◆ EXCERPTED PASSAGE ◆
◆ ◆ ◆ ◆

Patient gratitude best reward

By Scott Warner

Chicago’s Englewood neighborhood today is regarded as one of the most impoverished and violence- ridden enclaves in the city. Yet it was this Southside community that spawned and help shape the values of Myrtis Sullivan, MD. A former director of the pediatric emergency department at Cook County Hospital, and current president of the Cook County Physicians Association, Dr. Sullivan has devoted her life to caring for patients desperately in need of health care, and to mentoring medical students. And it was her childhood in Englewood where Dr. Sullivan said she learned what it meant to care for others.

“I have fond memories of growing up there,” Dr. Sullivan says of the predominantly African-American neighborhood. “It was a different community, in the 1950s and 60s. No such thing as drive-by-shootings then. There were lots of children; we knew each other, we walked to school together. Everybody played outside. If you tried to stay inside, your mother said, ‘play outside.’ Most of our moms stayed at home, and our dads worked. We didn’t have a lot of money, but we had a sense of community.”

Dr. Sullivan excelled in school and was valedictorian of her Englewood High School class. She said she always wanted to do something to help people, and had dreams of becoming a criminal lawyer, so she could help people who were innocent. But at the age of 17, she changed her mind when she got a summer job as an office assistant at Wesley Memorial Hospital, a predecessor to Northwestern Memorial Hospital. She felt she wanted to help the sick and impoverished. She also saw only one African-American doctor on staff and became determined that she, too, would be a physician.

She majored in biology at Illinois Wesleyan University in Bloomington, earned her MD at the University of Illinois at Chicago College of Medicine. She said she felt an affinity for children, and did her residency in pediatrics at Cook County Hospital, known not only for its grueling regimen, but also for the outstanding training it provided. She felt electrified by the care she could provide the impoverished, and the gratitude they expressed. “Parents told me that this was the first time anyone examined their child from head-to-toe.” She stayed for more than two decades and was director of County’s pediatric emergency department, and helped train doctors from many different countries. “Those were the best years of my life,” Dr. Sullivan said, “and I learned more than anybody could imagine,” although she says she found it “extra challenging” to work on the child abuse team.

◆ ◆ ◆ ◆

◆ PROVIDED RECORDS ◆
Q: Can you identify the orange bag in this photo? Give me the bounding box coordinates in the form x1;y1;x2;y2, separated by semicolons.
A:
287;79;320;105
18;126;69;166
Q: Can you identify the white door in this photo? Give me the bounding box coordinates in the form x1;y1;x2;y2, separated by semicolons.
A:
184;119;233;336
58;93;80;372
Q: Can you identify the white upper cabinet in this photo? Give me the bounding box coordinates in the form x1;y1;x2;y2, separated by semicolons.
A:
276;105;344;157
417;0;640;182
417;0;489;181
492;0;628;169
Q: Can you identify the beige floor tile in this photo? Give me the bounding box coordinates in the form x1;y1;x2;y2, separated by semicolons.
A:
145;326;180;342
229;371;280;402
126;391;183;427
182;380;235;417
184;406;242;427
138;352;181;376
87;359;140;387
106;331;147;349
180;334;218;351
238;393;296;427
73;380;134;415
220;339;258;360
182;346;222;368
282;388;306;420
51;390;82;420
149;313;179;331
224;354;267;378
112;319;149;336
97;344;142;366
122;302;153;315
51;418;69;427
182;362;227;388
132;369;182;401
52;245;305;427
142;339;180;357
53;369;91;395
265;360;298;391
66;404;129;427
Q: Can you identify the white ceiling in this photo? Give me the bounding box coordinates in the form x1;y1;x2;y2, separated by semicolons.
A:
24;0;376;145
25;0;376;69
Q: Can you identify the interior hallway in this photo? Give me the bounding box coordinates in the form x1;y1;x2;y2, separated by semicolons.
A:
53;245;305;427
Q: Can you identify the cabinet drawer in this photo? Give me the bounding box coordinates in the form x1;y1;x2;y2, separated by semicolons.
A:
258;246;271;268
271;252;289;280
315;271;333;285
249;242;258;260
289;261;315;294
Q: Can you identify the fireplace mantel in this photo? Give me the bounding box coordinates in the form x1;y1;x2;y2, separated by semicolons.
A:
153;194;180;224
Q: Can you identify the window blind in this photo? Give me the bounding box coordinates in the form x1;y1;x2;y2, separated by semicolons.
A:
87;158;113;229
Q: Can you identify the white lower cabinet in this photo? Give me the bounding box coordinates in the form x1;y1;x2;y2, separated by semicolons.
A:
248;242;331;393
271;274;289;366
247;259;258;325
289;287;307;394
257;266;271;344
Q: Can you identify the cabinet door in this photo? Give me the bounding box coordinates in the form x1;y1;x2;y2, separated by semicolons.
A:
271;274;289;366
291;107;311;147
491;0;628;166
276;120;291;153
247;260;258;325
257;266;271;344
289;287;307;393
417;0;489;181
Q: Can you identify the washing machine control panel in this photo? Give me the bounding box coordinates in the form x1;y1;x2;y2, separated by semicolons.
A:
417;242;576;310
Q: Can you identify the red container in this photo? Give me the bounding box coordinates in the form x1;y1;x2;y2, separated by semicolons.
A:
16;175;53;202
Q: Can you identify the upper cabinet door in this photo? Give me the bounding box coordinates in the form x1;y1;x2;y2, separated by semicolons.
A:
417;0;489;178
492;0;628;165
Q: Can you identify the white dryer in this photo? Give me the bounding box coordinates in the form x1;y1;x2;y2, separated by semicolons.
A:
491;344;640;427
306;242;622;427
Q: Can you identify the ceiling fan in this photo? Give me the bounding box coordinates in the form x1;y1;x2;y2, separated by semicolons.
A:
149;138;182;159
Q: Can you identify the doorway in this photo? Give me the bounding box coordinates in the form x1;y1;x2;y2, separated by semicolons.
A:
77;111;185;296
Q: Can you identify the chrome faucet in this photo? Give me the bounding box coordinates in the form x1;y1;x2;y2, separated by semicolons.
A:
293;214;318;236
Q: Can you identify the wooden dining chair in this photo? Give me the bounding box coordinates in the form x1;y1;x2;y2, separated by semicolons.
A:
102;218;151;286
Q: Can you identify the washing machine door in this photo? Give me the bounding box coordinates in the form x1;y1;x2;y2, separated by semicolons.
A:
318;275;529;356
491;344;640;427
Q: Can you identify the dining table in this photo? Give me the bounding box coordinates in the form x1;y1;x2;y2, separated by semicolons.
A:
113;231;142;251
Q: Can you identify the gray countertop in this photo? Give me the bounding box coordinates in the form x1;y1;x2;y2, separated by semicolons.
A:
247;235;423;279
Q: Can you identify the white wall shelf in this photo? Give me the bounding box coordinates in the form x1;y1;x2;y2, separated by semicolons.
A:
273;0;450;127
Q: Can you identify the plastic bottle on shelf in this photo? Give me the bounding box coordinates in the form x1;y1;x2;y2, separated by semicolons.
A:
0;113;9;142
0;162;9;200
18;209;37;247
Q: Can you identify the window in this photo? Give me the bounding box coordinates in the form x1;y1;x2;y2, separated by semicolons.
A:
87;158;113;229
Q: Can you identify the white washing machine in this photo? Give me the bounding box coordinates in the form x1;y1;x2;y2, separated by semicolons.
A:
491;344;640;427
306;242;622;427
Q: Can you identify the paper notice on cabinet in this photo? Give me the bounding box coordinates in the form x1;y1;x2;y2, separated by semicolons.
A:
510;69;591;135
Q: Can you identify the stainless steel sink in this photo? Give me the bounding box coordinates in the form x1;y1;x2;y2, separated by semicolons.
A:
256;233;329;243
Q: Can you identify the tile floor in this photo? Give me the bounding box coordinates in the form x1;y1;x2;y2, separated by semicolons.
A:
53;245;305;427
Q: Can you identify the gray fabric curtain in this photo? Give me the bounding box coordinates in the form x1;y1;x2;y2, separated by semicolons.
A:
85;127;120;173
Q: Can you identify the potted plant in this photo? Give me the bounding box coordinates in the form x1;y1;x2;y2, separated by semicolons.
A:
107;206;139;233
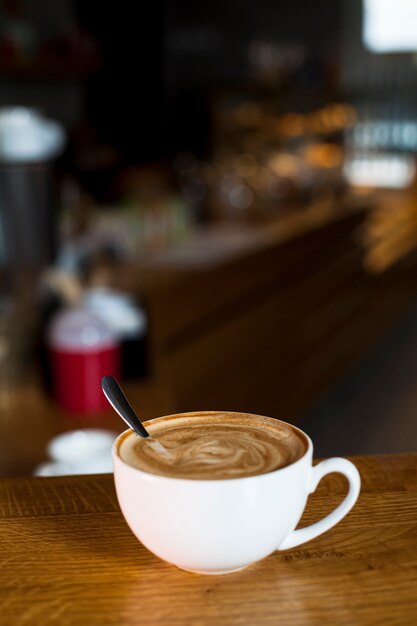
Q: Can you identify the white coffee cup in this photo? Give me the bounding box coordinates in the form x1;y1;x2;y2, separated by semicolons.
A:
113;414;360;574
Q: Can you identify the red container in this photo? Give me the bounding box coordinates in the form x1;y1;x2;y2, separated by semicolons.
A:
48;308;120;413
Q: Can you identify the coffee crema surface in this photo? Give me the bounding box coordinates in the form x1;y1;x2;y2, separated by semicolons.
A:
119;412;308;480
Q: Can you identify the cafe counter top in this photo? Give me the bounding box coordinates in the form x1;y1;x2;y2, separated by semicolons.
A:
0;453;417;626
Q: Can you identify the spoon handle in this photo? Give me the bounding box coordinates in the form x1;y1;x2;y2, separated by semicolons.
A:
101;376;149;437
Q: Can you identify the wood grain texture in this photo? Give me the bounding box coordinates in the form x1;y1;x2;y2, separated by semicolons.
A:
0;454;417;626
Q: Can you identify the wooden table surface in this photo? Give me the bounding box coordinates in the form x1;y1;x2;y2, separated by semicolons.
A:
0;454;417;626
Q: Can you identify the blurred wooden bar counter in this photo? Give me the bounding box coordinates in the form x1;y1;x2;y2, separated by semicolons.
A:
0;454;417;626
119;194;417;420
0;193;417;476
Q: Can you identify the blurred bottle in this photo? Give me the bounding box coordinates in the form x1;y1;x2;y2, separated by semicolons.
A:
83;287;148;379
47;307;120;413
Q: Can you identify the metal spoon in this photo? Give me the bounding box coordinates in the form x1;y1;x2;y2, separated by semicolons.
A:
101;376;150;438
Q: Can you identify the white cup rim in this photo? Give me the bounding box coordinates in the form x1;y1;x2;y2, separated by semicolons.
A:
112;411;313;485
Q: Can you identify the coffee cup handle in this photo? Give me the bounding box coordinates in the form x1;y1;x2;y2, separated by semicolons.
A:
278;457;361;550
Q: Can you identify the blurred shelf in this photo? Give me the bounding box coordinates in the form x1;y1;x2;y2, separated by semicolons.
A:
0;57;101;81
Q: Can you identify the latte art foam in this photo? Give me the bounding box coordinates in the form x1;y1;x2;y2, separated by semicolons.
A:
120;413;306;479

◆ ◆ ◆ ◆

◆ REQUIREMENT 1 ◆
From the profile of Dr. Sullivan, extract the passage from "By Scott Warner" to "care for others.".
◆ REQUIREMENT 2 ◆
According to the profile of Dr. Sullivan, where did she take a summer job as an office assistant at the age of 17?
The entries are drawn from a separate source and bear no relation to the profile of Dr. Sullivan.

◆ SOLUTION 1 ◆
By Scott Warner

Chicago’s Englewood neighborhood today is regarded as one of the most impoverished and violence- ridden enclaves in the city. Yet it was this Southside community that spawned and help shape the values of Myrtis Sullivan, MD. A former director of the pediatric emergency department at Cook County Hospital, and current president of the Cook County Physicians Association, Dr. Sullivan has devoted her life to caring for patients desperately in need of health care, and to mentoring medical students. And it was her childhood in Englewood where Dr. Sullivan said she learned what it meant to care for others.

◆ SOLUTION 2 ◆
She worked at Wesley Memorial Hospital, a predecessor to Northwestern Memorial Hospital.